→ **REQUIREMENT A**: Which US states are named in the tornado article below? List all of them.

→ **TEXT EXTRACT**:
──────────────────────────────

Residents emerged yesterday to view the full scope of the devastation left by powerful tornadoes that tore through small towns in south-central United States, killing at least 18 people.
More big twisters were expected as violent thunder and hail storms moved through a large part of the southern United States, from Texas to Tennessee, forecasters said.
Tornadoes struck the region on Sunday, flipping cars, ripping up homes and uprooting trees.
One of the towns hardest hit by the storms, Vilonia, Arkansas, intensified its search for survivors yesterday, after the arrival of daylight allowed a good look at the storm damage.
Vilonia's police chief, Brad McNew, told US television that tornado damage had rendered his town unrecognisable. "It's houses completely down to the foundations," McNew told NBC television.
Rescuers had worked through the night using searchlights as they sifted through mountains of rubble searching for survivors.
The Arkansas Department of Emergency Management said 15 people were killed when tornadoes touched down on Sunday, while an official with the Oklahoma Emergency Management Agency said there were at least two tornado victims in the state.
Local media reported another fatality in the state of Iowa.
McNew said there was not yet a final tally of casualties in his town of just 4,000 people.
He said, however, the toll would surely have been far worse, if not for sirens that warned citizens of the twister.
"The storm warnings went out fairly early," he said. "I went to a tornado shelter myself with my family which was a couple miles away from where we were at. A lot of people in the community were there.

──────────────────────────────

→ **TASK MATERIAL**:
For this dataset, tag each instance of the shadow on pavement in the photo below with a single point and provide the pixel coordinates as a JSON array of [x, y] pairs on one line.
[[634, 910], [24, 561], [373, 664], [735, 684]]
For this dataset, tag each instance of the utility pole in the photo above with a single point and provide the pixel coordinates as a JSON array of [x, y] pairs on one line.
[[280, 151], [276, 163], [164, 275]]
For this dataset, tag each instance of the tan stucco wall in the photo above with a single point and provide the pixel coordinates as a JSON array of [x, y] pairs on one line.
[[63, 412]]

──────────────────────────────

→ **REQUIREMENT B**: Which lines of the entries above contain the string "array"? Report each such line in full. Case counts.

→ **FINAL RESULT A**: Texas, Tennessee, Arkansas, Oklahoma, Iowa

→ **FINAL RESULT B**:
For this dataset, tag each instance of the shadow on pavement in the photo below with a single point and provide the pixel coordinates as a JSON array of [x, y] pairs on one line.
For this dataset, tag each instance of the utility pole in the photo above with a single point and provide the pixel coordinates as a JSON array of [x, y] pairs on one line.
For this dataset, tag each instance of the tan stucco wall in the photo above with a single point and provide the pixel coordinates as a JSON array of [x, y] pairs on one line.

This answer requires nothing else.